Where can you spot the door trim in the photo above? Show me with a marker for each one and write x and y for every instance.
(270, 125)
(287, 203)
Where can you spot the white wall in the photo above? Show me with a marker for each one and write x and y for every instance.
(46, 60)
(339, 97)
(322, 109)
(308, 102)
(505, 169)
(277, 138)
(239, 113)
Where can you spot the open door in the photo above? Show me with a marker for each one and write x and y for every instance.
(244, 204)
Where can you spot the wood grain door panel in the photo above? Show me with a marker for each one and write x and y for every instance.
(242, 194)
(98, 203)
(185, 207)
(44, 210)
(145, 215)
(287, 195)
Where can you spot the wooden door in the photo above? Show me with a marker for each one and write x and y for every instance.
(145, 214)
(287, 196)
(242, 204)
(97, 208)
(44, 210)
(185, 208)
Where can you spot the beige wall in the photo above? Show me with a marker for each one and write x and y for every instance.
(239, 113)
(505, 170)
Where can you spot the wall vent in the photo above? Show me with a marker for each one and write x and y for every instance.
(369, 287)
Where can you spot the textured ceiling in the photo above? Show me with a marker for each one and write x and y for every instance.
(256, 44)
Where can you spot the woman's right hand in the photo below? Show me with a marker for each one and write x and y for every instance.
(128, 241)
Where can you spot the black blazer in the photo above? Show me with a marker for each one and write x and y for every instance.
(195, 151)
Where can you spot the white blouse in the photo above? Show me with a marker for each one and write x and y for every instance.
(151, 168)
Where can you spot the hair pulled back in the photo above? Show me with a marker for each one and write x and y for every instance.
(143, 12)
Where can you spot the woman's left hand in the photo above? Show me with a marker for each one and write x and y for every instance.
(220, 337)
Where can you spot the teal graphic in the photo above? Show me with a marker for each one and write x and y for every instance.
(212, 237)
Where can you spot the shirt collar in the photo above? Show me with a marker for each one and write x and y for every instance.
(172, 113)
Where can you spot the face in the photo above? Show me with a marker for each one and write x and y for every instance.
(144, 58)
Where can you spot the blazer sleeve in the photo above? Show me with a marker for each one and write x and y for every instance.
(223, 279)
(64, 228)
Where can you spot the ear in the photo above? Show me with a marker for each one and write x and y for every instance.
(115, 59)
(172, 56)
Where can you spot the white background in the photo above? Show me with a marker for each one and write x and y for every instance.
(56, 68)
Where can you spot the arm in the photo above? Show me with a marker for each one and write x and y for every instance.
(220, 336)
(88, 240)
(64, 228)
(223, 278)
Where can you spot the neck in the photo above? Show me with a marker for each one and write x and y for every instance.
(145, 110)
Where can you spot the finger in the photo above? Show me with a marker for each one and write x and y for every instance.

◆ ◆ ◆ ◆ ◆ ◆ ◆

Copy the records above again, starting at the line that contains "Where can you spot the face" and continuing through the last record. Raise every coordinate in the answers by 7 and leave the rest of each line unchanged.

Where can you spot the face in the photo above? Show me with a marker for each one and write x and y for every instance.
(151, 65)
Where can you spot the blazer sleeve in the photo above? Show me with a marker for each one and write x and y for every instance.
(230, 286)
(71, 235)
Where can you spot the ear in the photo above? Show me with a marker for each one and write x and y for every instance.
(122, 66)
(179, 63)
Where can you spot the white background in the photo above? Show me with a marker for each one and write x and y for every instance.
(63, 75)
Where can you spot the arm in the photo above? Show me with a marker for each one and write x and y for every instance.
(227, 343)
(95, 247)
(71, 235)
(230, 285)
Where can you spot the neck in the photo above? Show me with a marker for each one and write x and y for every instance.
(152, 117)
Where can you spot the finger in the photo above? Show me with a marker for each one and write x and y for every instance.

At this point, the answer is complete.